+++ EXTRACT PROVIDED

Crucial to this approach, however, is the choice of features that define the perceptual shape space: Similar generative processes should lead to similar locations in shape space. However, similar generative processes do not necessarily create shapes that are similar to one another on a point-by-point basis. For example, the objects in Experiment 1 have multiple limbs with a variety of positions and curvatures, which do not line up with one another across different instances within each class. Nevertheless, the “twisting” transformation leads to distinctive spiral-shaped features on the limbs, which the visual system could use for identifying objects that have been subjected to the same transformation. We argue that at least some of the features that define shape space are the result of “mid-level” perceptual organization computations that describe relationships between multiple distant locations of the object (cf. Jozwik et al., 2016; van Assen, Barla, & Fleming, 2018). Thus, texture-like representations of statistical shape features likely play an important role in inferences related to causal history. 
Previous studies can help us to figure out the details of this process. Op de Beeck, Torfs, and Wagemans (2008) measured perceived similarity for a set of objects in which they independently varied overall shape envelope (e.g., “square” and “vertical” objects) and local shape features (e.g., “spiky” and “smooth” objects). They found that participants judge similarity based on both factors; that is, they perceived objects as more similar if they shared either overall shape, local shape features, or both. Neural activation as measured by functional magnetic resonance imaging was correlated with these similarity ratings. Specifically, similarity in overall shape was linked to activation in retinotopic areas lower in the visual hierarchy (V1, V2, V3, V4v), whereas similarity in local shape features was linked to activation in nonretinotopic area lateral occipital cortex (LOC) higher in the visual hierarchy. This is also supported by work from Kubilius, Bracci, and Op de Beeck (2016) showing that deep computational models predict object similarities in human perception, with lower levels of the networks mainly representing similarities in overall shape and higher levels representing similarities in local shape features (Elder, 2018). These findings suggest that classification based on causal history is mediated by the analysis of local shape features in higher-level shape representations. 
This is in line with a layered view of shape perception in which objects consist of multiple shape properties at varying degrees of abstraction (Green, 2015), for example, parallel representations of overall shape and local shape features, which are retrieved depending on the task at hand (as in our overlap vs. transformation instructions in Experiment 3) and potentially can be computed very fast (Epshtein, Lifshitz, & Ullman, 2008). This view provides a means to unify transformational and generative approaches to object categorization. Transformational approaches (e.g., Bedford & Mansson, 2010; Hahn, Chater, & Richardson, 2003; Hahn, Close, & Graf, 2009; Imai, 1977) argue that similarity judgments depend on transformational distance between objects (i.e., overall shape similarity). Generative approaches (e.g., Kemp et al., 2005) emphasize inferences about common generative processes (i.e., similarity in statistical shape features). Our results show that there are multiple levels of shape representation that the visual system draws on depending on the task and available information.

++++++
+++ GIVEN ENTRIES

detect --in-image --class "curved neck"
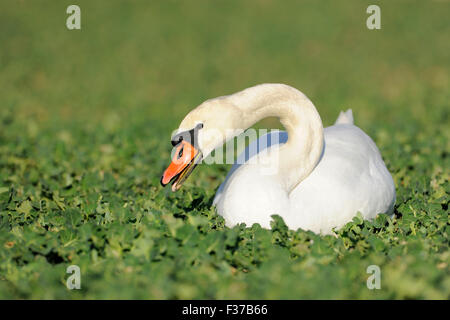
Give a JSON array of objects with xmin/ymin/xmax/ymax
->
[{"xmin": 222, "ymin": 84, "xmax": 323, "ymax": 192}]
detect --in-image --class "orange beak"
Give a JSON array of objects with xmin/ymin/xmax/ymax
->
[{"xmin": 161, "ymin": 141, "xmax": 202, "ymax": 191}]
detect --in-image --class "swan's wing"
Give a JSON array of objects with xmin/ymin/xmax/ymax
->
[{"xmin": 213, "ymin": 130, "xmax": 288, "ymax": 205}]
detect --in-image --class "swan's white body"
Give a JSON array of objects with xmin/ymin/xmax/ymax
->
[{"xmin": 172, "ymin": 84, "xmax": 395, "ymax": 234}]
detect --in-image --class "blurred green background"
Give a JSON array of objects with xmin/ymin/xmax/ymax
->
[{"xmin": 0, "ymin": 0, "xmax": 450, "ymax": 298}]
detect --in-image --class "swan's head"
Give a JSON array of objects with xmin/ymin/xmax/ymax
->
[{"xmin": 161, "ymin": 98, "xmax": 243, "ymax": 191}]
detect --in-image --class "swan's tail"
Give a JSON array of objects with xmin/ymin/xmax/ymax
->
[{"xmin": 334, "ymin": 109, "xmax": 353, "ymax": 124}]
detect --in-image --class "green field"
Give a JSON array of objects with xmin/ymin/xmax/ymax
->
[{"xmin": 0, "ymin": 0, "xmax": 450, "ymax": 299}]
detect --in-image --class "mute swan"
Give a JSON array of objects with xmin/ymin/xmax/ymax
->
[{"xmin": 161, "ymin": 84, "xmax": 395, "ymax": 234}]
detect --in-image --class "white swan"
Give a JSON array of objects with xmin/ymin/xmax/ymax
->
[{"xmin": 161, "ymin": 84, "xmax": 395, "ymax": 234}]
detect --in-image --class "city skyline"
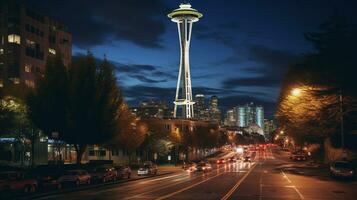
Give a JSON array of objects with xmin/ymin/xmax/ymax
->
[{"xmin": 20, "ymin": 0, "xmax": 357, "ymax": 118}]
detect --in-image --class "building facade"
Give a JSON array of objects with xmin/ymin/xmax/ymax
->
[
  {"xmin": 130, "ymin": 100, "xmax": 172, "ymax": 119},
  {"xmin": 0, "ymin": 0, "xmax": 72, "ymax": 88},
  {"xmin": 208, "ymin": 96, "xmax": 221, "ymax": 123},
  {"xmin": 234, "ymin": 102, "xmax": 264, "ymax": 129}
]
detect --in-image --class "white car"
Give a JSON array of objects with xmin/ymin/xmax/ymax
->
[
  {"xmin": 58, "ymin": 170, "xmax": 91, "ymax": 186},
  {"xmin": 138, "ymin": 164, "xmax": 157, "ymax": 176}
]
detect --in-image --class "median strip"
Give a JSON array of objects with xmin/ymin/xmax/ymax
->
[{"xmin": 221, "ymin": 163, "xmax": 257, "ymax": 200}]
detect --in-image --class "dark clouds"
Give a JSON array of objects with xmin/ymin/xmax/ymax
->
[
  {"xmin": 222, "ymin": 45, "xmax": 300, "ymax": 89},
  {"xmin": 22, "ymin": 0, "xmax": 168, "ymax": 48}
]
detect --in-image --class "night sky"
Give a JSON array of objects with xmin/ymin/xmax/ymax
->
[{"xmin": 25, "ymin": 0, "xmax": 357, "ymax": 118}]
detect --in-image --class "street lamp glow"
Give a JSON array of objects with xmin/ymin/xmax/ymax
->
[{"xmin": 291, "ymin": 88, "xmax": 301, "ymax": 96}]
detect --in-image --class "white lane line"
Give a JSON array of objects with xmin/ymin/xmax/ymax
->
[
  {"xmin": 281, "ymin": 170, "xmax": 305, "ymax": 200},
  {"xmin": 123, "ymin": 167, "xmax": 222, "ymax": 200},
  {"xmin": 156, "ymin": 172, "xmax": 225, "ymax": 200},
  {"xmin": 221, "ymin": 163, "xmax": 256, "ymax": 200}
]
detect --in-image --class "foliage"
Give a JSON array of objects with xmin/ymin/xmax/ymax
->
[
  {"xmin": 28, "ymin": 54, "xmax": 122, "ymax": 163},
  {"xmin": 276, "ymin": 16, "xmax": 357, "ymax": 148}
]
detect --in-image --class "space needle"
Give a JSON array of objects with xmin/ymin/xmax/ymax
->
[{"xmin": 168, "ymin": 3, "xmax": 203, "ymax": 118}]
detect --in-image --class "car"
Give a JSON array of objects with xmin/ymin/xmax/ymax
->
[
  {"xmin": 290, "ymin": 152, "xmax": 307, "ymax": 161},
  {"xmin": 243, "ymin": 156, "xmax": 251, "ymax": 162},
  {"xmin": 217, "ymin": 158, "xmax": 226, "ymax": 164},
  {"xmin": 89, "ymin": 166, "xmax": 118, "ymax": 183},
  {"xmin": 116, "ymin": 166, "xmax": 131, "ymax": 179},
  {"xmin": 0, "ymin": 171, "xmax": 38, "ymax": 193},
  {"xmin": 36, "ymin": 174, "xmax": 62, "ymax": 189},
  {"xmin": 138, "ymin": 162, "xmax": 157, "ymax": 176},
  {"xmin": 228, "ymin": 156, "xmax": 237, "ymax": 162},
  {"xmin": 196, "ymin": 161, "xmax": 212, "ymax": 172},
  {"xmin": 29, "ymin": 166, "xmax": 62, "ymax": 190},
  {"xmin": 330, "ymin": 160, "xmax": 356, "ymax": 178},
  {"xmin": 58, "ymin": 170, "xmax": 91, "ymax": 186}
]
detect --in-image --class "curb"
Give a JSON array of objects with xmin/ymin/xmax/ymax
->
[{"xmin": 18, "ymin": 172, "xmax": 175, "ymax": 199}]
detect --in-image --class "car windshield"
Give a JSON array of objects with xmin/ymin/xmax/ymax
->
[{"xmin": 335, "ymin": 162, "xmax": 352, "ymax": 169}]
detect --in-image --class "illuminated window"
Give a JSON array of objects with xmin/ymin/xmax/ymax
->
[
  {"xmin": 7, "ymin": 34, "xmax": 21, "ymax": 44},
  {"xmin": 25, "ymin": 64, "xmax": 31, "ymax": 73},
  {"xmin": 26, "ymin": 39, "xmax": 36, "ymax": 48},
  {"xmin": 25, "ymin": 80, "xmax": 35, "ymax": 88},
  {"xmin": 11, "ymin": 78, "xmax": 20, "ymax": 84},
  {"xmin": 48, "ymin": 48, "xmax": 56, "ymax": 55}
]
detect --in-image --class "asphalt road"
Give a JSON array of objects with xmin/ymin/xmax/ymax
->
[{"xmin": 32, "ymin": 150, "xmax": 357, "ymax": 200}]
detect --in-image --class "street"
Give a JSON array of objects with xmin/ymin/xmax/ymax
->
[{"xmin": 29, "ymin": 149, "xmax": 357, "ymax": 200}]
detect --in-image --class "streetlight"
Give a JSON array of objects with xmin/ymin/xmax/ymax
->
[{"xmin": 291, "ymin": 88, "xmax": 301, "ymax": 97}]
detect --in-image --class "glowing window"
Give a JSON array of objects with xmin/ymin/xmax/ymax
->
[
  {"xmin": 7, "ymin": 34, "xmax": 21, "ymax": 44},
  {"xmin": 25, "ymin": 64, "xmax": 31, "ymax": 73},
  {"xmin": 48, "ymin": 48, "xmax": 56, "ymax": 55}
]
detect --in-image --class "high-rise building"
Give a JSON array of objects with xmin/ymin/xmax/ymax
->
[
  {"xmin": 235, "ymin": 103, "xmax": 264, "ymax": 129},
  {"xmin": 264, "ymin": 119, "xmax": 276, "ymax": 138},
  {"xmin": 168, "ymin": 3, "xmax": 202, "ymax": 118},
  {"xmin": 0, "ymin": 0, "xmax": 72, "ymax": 87},
  {"xmin": 224, "ymin": 108, "xmax": 237, "ymax": 126},
  {"xmin": 130, "ymin": 100, "xmax": 171, "ymax": 119},
  {"xmin": 194, "ymin": 94, "xmax": 206, "ymax": 119},
  {"xmin": 208, "ymin": 96, "xmax": 221, "ymax": 123}
]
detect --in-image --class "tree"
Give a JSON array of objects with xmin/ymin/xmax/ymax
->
[
  {"xmin": 276, "ymin": 15, "xmax": 357, "ymax": 147},
  {"xmin": 0, "ymin": 98, "xmax": 15, "ymax": 135},
  {"xmin": 106, "ymin": 103, "xmax": 148, "ymax": 161},
  {"xmin": 28, "ymin": 54, "xmax": 122, "ymax": 163}
]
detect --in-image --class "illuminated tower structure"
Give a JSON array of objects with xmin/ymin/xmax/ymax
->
[{"xmin": 168, "ymin": 4, "xmax": 202, "ymax": 118}]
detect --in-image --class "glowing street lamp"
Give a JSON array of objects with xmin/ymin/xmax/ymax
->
[{"xmin": 291, "ymin": 88, "xmax": 301, "ymax": 97}]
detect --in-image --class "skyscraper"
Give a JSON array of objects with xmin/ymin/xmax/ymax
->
[
  {"xmin": 194, "ymin": 94, "xmax": 206, "ymax": 119},
  {"xmin": 0, "ymin": 0, "xmax": 72, "ymax": 88},
  {"xmin": 208, "ymin": 96, "xmax": 221, "ymax": 122},
  {"xmin": 235, "ymin": 102, "xmax": 264, "ymax": 129},
  {"xmin": 168, "ymin": 3, "xmax": 202, "ymax": 118}
]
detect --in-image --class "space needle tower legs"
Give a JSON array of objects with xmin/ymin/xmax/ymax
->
[{"xmin": 168, "ymin": 4, "xmax": 202, "ymax": 118}]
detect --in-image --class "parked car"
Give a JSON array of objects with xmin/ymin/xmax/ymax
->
[
  {"xmin": 138, "ymin": 162, "xmax": 157, "ymax": 176},
  {"xmin": 116, "ymin": 166, "xmax": 131, "ymax": 179},
  {"xmin": 30, "ymin": 167, "xmax": 62, "ymax": 190},
  {"xmin": 228, "ymin": 156, "xmax": 237, "ymax": 162},
  {"xmin": 36, "ymin": 174, "xmax": 62, "ymax": 189},
  {"xmin": 0, "ymin": 171, "xmax": 38, "ymax": 193},
  {"xmin": 184, "ymin": 162, "xmax": 197, "ymax": 172},
  {"xmin": 290, "ymin": 151, "xmax": 307, "ymax": 161},
  {"xmin": 217, "ymin": 158, "xmax": 226, "ymax": 165},
  {"xmin": 196, "ymin": 161, "xmax": 212, "ymax": 172},
  {"xmin": 58, "ymin": 170, "xmax": 91, "ymax": 186},
  {"xmin": 89, "ymin": 166, "xmax": 118, "ymax": 183},
  {"xmin": 330, "ymin": 161, "xmax": 356, "ymax": 178},
  {"xmin": 243, "ymin": 156, "xmax": 251, "ymax": 162}
]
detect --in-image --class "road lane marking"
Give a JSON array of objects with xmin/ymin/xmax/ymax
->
[
  {"xmin": 127, "ymin": 166, "xmax": 226, "ymax": 200},
  {"xmin": 156, "ymin": 172, "xmax": 225, "ymax": 200},
  {"xmin": 281, "ymin": 170, "xmax": 305, "ymax": 200},
  {"xmin": 221, "ymin": 163, "xmax": 256, "ymax": 200}
]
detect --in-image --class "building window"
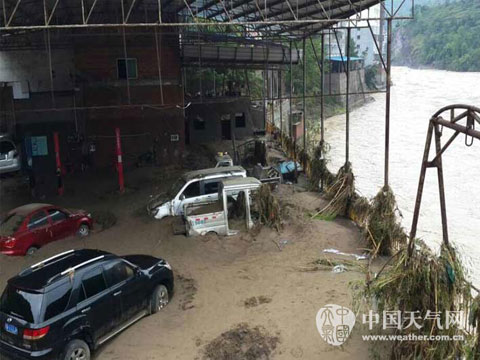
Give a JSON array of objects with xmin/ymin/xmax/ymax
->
[
  {"xmin": 117, "ymin": 58, "xmax": 137, "ymax": 79},
  {"xmin": 193, "ymin": 115, "xmax": 205, "ymax": 130},
  {"xmin": 235, "ymin": 113, "xmax": 245, "ymax": 127}
]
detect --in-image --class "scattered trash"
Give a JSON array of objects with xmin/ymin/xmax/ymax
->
[
  {"xmin": 243, "ymin": 295, "xmax": 272, "ymax": 308},
  {"xmin": 202, "ymin": 323, "xmax": 280, "ymax": 360},
  {"xmin": 323, "ymin": 249, "xmax": 368, "ymax": 260},
  {"xmin": 332, "ymin": 264, "xmax": 347, "ymax": 274}
]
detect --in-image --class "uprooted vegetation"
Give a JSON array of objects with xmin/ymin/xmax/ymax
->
[
  {"xmin": 203, "ymin": 323, "xmax": 280, "ymax": 360},
  {"xmin": 254, "ymin": 184, "xmax": 282, "ymax": 231},
  {"xmin": 360, "ymin": 241, "xmax": 480, "ymax": 360},
  {"xmin": 276, "ymin": 134, "xmax": 480, "ymax": 360}
]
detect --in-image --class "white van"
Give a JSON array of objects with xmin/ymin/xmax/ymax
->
[{"xmin": 147, "ymin": 166, "xmax": 247, "ymax": 219}]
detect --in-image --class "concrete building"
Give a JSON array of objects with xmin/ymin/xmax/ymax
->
[{"xmin": 0, "ymin": 31, "xmax": 185, "ymax": 172}]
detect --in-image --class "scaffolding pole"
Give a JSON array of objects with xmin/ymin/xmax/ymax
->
[
  {"xmin": 320, "ymin": 34, "xmax": 325, "ymax": 192},
  {"xmin": 345, "ymin": 28, "xmax": 351, "ymax": 168},
  {"xmin": 380, "ymin": 18, "xmax": 392, "ymax": 187},
  {"xmin": 277, "ymin": 70, "xmax": 283, "ymax": 141},
  {"xmin": 302, "ymin": 38, "xmax": 307, "ymax": 153}
]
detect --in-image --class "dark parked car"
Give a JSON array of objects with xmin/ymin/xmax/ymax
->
[
  {"xmin": 0, "ymin": 204, "xmax": 93, "ymax": 255},
  {"xmin": 0, "ymin": 249, "xmax": 173, "ymax": 360}
]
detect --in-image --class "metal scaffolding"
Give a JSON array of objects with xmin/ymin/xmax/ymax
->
[{"xmin": 409, "ymin": 105, "xmax": 480, "ymax": 254}]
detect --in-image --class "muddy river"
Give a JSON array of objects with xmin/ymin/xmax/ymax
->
[{"xmin": 326, "ymin": 67, "xmax": 480, "ymax": 286}]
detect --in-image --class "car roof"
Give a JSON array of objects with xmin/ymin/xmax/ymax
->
[
  {"xmin": 183, "ymin": 166, "xmax": 246, "ymax": 181},
  {"xmin": 9, "ymin": 203, "xmax": 53, "ymax": 216},
  {"xmin": 222, "ymin": 177, "xmax": 262, "ymax": 189},
  {"xmin": 8, "ymin": 249, "xmax": 116, "ymax": 292}
]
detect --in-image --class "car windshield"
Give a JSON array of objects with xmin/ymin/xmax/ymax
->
[
  {"xmin": 0, "ymin": 213, "xmax": 25, "ymax": 236},
  {"xmin": 0, "ymin": 285, "xmax": 43, "ymax": 323},
  {"xmin": 0, "ymin": 140, "xmax": 15, "ymax": 154},
  {"xmin": 167, "ymin": 178, "xmax": 186, "ymax": 199}
]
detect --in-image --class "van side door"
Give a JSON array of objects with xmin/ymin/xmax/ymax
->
[
  {"xmin": 174, "ymin": 180, "xmax": 201, "ymax": 215},
  {"xmin": 200, "ymin": 178, "xmax": 224, "ymax": 201}
]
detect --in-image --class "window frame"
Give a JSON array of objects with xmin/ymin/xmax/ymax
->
[
  {"xmin": 200, "ymin": 178, "xmax": 222, "ymax": 195},
  {"xmin": 235, "ymin": 112, "xmax": 247, "ymax": 129},
  {"xmin": 103, "ymin": 259, "xmax": 135, "ymax": 288},
  {"xmin": 27, "ymin": 209, "xmax": 52, "ymax": 231},
  {"xmin": 117, "ymin": 57, "xmax": 138, "ymax": 80},
  {"xmin": 180, "ymin": 180, "xmax": 202, "ymax": 199},
  {"xmin": 47, "ymin": 208, "xmax": 68, "ymax": 224}
]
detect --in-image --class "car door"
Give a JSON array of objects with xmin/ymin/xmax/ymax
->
[
  {"xmin": 104, "ymin": 259, "xmax": 149, "ymax": 323},
  {"xmin": 174, "ymin": 180, "xmax": 201, "ymax": 215},
  {"xmin": 77, "ymin": 266, "xmax": 120, "ymax": 343},
  {"xmin": 27, "ymin": 209, "xmax": 53, "ymax": 247},
  {"xmin": 47, "ymin": 208, "xmax": 75, "ymax": 240}
]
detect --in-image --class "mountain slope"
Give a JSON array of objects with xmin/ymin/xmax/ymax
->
[{"xmin": 394, "ymin": 0, "xmax": 480, "ymax": 71}]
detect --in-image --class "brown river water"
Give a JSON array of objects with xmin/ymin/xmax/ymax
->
[{"xmin": 325, "ymin": 67, "xmax": 480, "ymax": 286}]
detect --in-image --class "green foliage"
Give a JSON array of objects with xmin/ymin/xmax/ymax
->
[{"xmin": 400, "ymin": 0, "xmax": 480, "ymax": 71}]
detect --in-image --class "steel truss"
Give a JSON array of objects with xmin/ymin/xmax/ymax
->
[{"xmin": 409, "ymin": 105, "xmax": 480, "ymax": 254}]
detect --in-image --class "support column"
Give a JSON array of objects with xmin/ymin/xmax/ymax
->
[
  {"xmin": 408, "ymin": 121, "xmax": 433, "ymax": 255},
  {"xmin": 434, "ymin": 124, "xmax": 448, "ymax": 245},
  {"xmin": 115, "ymin": 128, "xmax": 125, "ymax": 194}
]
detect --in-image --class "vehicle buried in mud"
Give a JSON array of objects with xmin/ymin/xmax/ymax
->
[
  {"xmin": 0, "ymin": 249, "xmax": 174, "ymax": 360},
  {"xmin": 0, "ymin": 204, "xmax": 93, "ymax": 255},
  {"xmin": 184, "ymin": 177, "xmax": 262, "ymax": 236},
  {"xmin": 147, "ymin": 166, "xmax": 247, "ymax": 219}
]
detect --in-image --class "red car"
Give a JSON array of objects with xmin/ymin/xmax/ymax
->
[{"xmin": 0, "ymin": 204, "xmax": 93, "ymax": 255}]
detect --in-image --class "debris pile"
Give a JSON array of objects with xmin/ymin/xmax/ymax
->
[
  {"xmin": 310, "ymin": 144, "xmax": 335, "ymax": 190},
  {"xmin": 203, "ymin": 323, "xmax": 280, "ymax": 360},
  {"xmin": 312, "ymin": 163, "xmax": 355, "ymax": 218},
  {"xmin": 366, "ymin": 186, "xmax": 407, "ymax": 256},
  {"xmin": 362, "ymin": 241, "xmax": 479, "ymax": 360},
  {"xmin": 254, "ymin": 184, "xmax": 282, "ymax": 231}
]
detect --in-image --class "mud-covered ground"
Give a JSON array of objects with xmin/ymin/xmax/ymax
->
[{"xmin": 0, "ymin": 159, "xmax": 369, "ymax": 360}]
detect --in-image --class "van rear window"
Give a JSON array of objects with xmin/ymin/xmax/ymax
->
[{"xmin": 0, "ymin": 285, "xmax": 43, "ymax": 323}]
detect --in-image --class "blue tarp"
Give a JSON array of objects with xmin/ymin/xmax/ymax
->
[
  {"xmin": 328, "ymin": 56, "xmax": 363, "ymax": 61},
  {"xmin": 278, "ymin": 161, "xmax": 303, "ymax": 174}
]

++++++

*TASK STATEMENT*:
Answer these questions from the passage on shape perception:
(a) In the Op de Beeck, Torfs, and Wagemans (2008) study, similarity in local shape features was linked to activation in which brain area?
(b) What distinctive features does the "twisting" transformation produce on the limbs of the objects in Experiment 1?
(c) According to transformational approaches, what do similarity judgments depend on?
The rows are drawn from a separate source unrelated to the text.

*OUTPUT OF THE EXERCISE*:
(a) The nonretinotopic lateral occipital cortex (LOC), higher in the visual hierarchy.
(b) Spiral-shaped features.
(c) The transformational distance between objects, meaning overall shape similarity.